Excerpts of pointing data:
┄┄┄┄┄┄┄┄┄┄┄┄┄┄┄┄┄┄┄┄
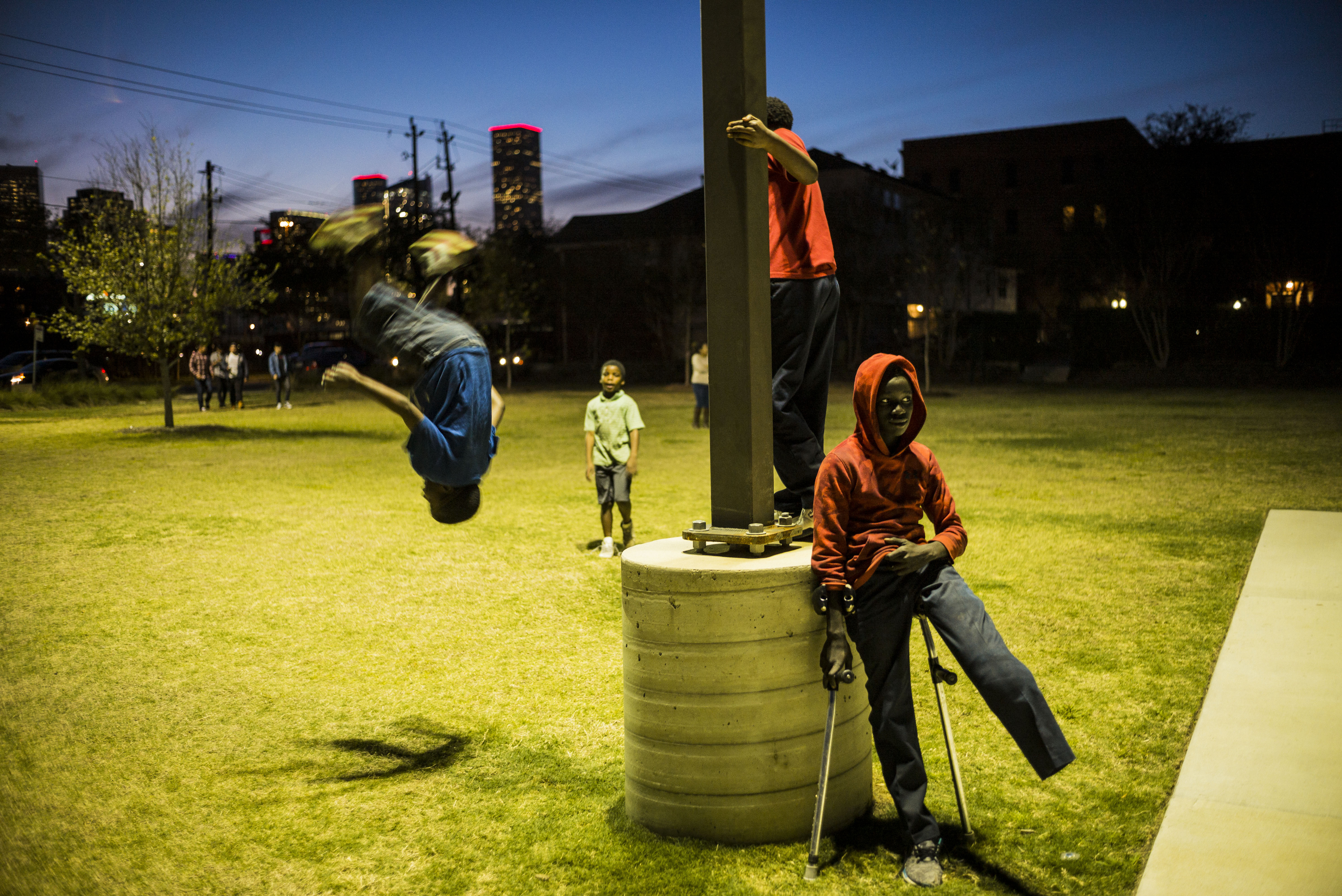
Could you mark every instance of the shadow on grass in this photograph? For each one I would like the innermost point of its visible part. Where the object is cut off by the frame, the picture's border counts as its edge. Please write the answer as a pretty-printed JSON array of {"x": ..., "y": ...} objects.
[
  {"x": 214, "y": 433},
  {"x": 438, "y": 757},
  {"x": 869, "y": 834}
]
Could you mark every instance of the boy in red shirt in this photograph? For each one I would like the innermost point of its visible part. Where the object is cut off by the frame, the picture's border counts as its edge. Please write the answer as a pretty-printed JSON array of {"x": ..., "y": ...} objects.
[
  {"x": 872, "y": 494},
  {"x": 804, "y": 302}
]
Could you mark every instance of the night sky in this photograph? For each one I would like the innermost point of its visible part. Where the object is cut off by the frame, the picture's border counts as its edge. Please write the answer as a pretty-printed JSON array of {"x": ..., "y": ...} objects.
[{"x": 616, "y": 85}]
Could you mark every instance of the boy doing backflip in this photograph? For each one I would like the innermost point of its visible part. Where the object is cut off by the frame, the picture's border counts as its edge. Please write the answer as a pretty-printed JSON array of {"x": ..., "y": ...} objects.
[
  {"x": 455, "y": 410},
  {"x": 611, "y": 428},
  {"x": 872, "y": 494}
]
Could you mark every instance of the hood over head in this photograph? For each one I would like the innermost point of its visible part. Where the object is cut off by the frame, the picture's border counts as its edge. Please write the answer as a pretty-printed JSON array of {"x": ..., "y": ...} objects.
[{"x": 873, "y": 375}]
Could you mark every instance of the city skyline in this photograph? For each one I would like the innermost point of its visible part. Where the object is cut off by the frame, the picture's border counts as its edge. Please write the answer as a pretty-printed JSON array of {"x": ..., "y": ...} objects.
[{"x": 619, "y": 97}]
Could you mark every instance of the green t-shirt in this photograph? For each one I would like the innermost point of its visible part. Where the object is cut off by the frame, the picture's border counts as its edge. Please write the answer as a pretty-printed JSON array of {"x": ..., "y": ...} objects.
[{"x": 613, "y": 419}]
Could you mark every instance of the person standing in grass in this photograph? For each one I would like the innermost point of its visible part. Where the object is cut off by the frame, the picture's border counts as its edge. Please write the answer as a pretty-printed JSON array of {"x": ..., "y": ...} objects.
[
  {"x": 199, "y": 367},
  {"x": 233, "y": 364},
  {"x": 221, "y": 375},
  {"x": 278, "y": 365},
  {"x": 700, "y": 383},
  {"x": 611, "y": 428},
  {"x": 872, "y": 493},
  {"x": 455, "y": 411}
]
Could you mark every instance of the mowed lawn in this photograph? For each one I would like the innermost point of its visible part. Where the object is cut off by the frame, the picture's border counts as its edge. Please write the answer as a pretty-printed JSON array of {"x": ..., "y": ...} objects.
[{"x": 242, "y": 659}]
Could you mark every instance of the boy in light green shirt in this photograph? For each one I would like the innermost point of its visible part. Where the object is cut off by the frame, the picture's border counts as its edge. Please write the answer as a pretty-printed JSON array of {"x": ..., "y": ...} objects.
[{"x": 613, "y": 427}]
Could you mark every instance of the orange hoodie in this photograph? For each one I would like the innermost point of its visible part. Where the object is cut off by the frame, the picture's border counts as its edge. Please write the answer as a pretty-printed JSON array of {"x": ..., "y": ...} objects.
[{"x": 867, "y": 492}]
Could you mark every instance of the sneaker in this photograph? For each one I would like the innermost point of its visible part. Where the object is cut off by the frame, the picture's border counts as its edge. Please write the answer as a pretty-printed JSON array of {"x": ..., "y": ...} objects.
[
  {"x": 347, "y": 231},
  {"x": 923, "y": 868}
]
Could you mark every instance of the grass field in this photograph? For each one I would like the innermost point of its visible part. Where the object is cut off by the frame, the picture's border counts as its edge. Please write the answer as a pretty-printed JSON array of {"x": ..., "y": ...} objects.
[{"x": 241, "y": 658}]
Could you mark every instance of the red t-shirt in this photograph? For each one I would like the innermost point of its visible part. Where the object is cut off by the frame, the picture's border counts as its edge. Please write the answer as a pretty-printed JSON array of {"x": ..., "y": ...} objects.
[{"x": 799, "y": 234}]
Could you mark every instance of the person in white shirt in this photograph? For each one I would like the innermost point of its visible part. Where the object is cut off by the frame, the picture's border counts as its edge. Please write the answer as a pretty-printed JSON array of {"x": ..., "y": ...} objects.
[{"x": 700, "y": 380}]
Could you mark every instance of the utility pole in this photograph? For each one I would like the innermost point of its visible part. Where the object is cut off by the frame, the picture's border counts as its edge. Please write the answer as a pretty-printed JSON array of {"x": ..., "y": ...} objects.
[
  {"x": 415, "y": 135},
  {"x": 210, "y": 209},
  {"x": 450, "y": 196},
  {"x": 736, "y": 218}
]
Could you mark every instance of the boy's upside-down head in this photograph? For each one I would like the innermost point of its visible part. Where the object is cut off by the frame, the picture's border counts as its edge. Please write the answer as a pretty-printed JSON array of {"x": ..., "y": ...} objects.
[{"x": 451, "y": 504}]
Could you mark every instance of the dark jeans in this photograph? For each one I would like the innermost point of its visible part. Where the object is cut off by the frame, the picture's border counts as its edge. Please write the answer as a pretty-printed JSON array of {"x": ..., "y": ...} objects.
[
  {"x": 881, "y": 628},
  {"x": 804, "y": 314},
  {"x": 391, "y": 325}
]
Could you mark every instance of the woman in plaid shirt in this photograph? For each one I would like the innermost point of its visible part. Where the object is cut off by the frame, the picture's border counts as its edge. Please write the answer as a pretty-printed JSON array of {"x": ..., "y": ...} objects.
[{"x": 199, "y": 367}]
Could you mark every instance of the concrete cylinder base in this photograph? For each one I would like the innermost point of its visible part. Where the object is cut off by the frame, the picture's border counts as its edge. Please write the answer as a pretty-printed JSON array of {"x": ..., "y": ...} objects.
[{"x": 724, "y": 709}]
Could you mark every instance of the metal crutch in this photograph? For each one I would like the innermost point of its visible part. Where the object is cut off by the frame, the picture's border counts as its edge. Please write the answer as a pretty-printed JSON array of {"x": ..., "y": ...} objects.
[
  {"x": 941, "y": 674},
  {"x": 846, "y": 676}
]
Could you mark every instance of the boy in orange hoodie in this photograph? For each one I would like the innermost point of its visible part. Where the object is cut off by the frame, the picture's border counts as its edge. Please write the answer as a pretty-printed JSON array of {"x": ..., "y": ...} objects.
[{"x": 872, "y": 493}]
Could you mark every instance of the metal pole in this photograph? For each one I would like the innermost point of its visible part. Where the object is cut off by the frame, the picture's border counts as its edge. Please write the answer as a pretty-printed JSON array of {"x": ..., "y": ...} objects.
[
  {"x": 736, "y": 221},
  {"x": 814, "y": 851},
  {"x": 939, "y": 675}
]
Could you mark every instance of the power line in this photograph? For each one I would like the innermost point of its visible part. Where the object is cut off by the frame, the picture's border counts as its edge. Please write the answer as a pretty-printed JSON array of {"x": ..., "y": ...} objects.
[
  {"x": 192, "y": 93},
  {"x": 300, "y": 116},
  {"x": 576, "y": 168},
  {"x": 215, "y": 81}
]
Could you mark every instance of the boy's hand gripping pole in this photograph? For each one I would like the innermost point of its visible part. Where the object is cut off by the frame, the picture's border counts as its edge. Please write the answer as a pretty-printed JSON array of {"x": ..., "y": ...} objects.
[
  {"x": 835, "y": 663},
  {"x": 940, "y": 675}
]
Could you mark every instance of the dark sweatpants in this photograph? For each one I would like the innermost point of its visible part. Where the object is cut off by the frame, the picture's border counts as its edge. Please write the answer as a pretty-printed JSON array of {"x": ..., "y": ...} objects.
[
  {"x": 881, "y": 630},
  {"x": 803, "y": 314}
]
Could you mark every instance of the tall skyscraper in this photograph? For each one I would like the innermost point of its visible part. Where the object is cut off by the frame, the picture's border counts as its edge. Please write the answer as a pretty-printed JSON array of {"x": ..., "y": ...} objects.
[
  {"x": 370, "y": 188},
  {"x": 23, "y": 219},
  {"x": 517, "y": 179},
  {"x": 400, "y": 204}
]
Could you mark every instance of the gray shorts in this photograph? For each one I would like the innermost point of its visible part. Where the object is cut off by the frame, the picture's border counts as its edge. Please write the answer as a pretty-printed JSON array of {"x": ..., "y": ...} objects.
[{"x": 613, "y": 485}]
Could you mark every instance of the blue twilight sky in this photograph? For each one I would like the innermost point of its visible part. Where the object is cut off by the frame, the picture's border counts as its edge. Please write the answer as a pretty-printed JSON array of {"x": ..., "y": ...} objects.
[{"x": 616, "y": 85}]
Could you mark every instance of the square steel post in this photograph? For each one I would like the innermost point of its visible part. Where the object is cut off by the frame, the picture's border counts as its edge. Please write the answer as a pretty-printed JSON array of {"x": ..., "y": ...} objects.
[{"x": 736, "y": 228}]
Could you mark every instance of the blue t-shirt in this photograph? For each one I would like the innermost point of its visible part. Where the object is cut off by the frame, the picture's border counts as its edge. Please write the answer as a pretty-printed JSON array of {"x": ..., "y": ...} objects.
[{"x": 455, "y": 442}]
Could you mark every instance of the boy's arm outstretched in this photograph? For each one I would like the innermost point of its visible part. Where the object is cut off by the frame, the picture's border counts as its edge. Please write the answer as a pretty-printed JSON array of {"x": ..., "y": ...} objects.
[
  {"x": 386, "y": 396},
  {"x": 394, "y": 400}
]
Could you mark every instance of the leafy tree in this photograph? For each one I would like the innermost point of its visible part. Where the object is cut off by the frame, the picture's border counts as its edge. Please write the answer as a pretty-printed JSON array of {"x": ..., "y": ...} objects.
[
  {"x": 150, "y": 290},
  {"x": 1196, "y": 127}
]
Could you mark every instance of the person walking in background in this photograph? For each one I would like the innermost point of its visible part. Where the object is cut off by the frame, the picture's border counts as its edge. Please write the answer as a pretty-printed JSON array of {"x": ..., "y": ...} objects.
[
  {"x": 199, "y": 367},
  {"x": 700, "y": 382},
  {"x": 221, "y": 375},
  {"x": 611, "y": 428},
  {"x": 231, "y": 363},
  {"x": 278, "y": 364},
  {"x": 241, "y": 380},
  {"x": 803, "y": 304}
]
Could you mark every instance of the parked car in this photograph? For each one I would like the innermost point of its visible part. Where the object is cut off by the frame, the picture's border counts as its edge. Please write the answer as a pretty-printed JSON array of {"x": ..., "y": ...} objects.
[
  {"x": 61, "y": 369},
  {"x": 319, "y": 356},
  {"x": 17, "y": 360}
]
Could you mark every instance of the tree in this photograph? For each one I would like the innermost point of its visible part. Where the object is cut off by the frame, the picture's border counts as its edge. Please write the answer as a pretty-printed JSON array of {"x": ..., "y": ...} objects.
[
  {"x": 150, "y": 290},
  {"x": 1196, "y": 127}
]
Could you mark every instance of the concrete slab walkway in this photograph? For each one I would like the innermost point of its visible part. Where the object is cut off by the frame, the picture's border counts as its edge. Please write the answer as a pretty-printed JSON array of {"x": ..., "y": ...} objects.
[{"x": 1258, "y": 807}]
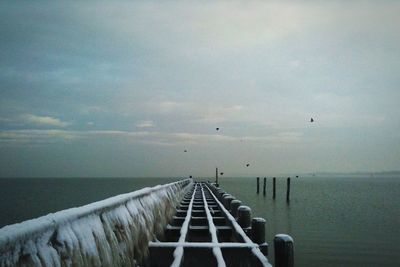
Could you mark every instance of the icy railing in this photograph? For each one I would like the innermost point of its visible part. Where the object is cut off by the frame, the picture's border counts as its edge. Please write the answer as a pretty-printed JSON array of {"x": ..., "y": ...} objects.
[{"x": 111, "y": 232}]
┄┄┄┄┄┄┄┄┄┄┄┄┄┄┄┄┄┄┄┄
REQUIRED TASK: Take the line with "Could you mark every instance of the concrete slab" as the first line and the last line of the records above as the final one; reproduce exactly the lines between them, both included, without pictures.

WRITTEN SOLUTION:
Could you mark every instance of the concrete slab walkway in this photograph? For each one I would like the innermost point of its visible part. Where the object is cut off by the frame, the picture's border counts as its edge. Please write the answer as a pretty-printed JSON array of {"x": ..., "y": ...} objects.
[{"x": 1258, "y": 807}]
Could you mark every instance of the icy railing in this photograph? For each one I would like the innermost point of its visible part. Where the object is cut off by the frame, the picture's border counts as its edge. Please write the answer as a pretty-printed JSON array of {"x": ..., "y": ...} objects.
[{"x": 111, "y": 232}]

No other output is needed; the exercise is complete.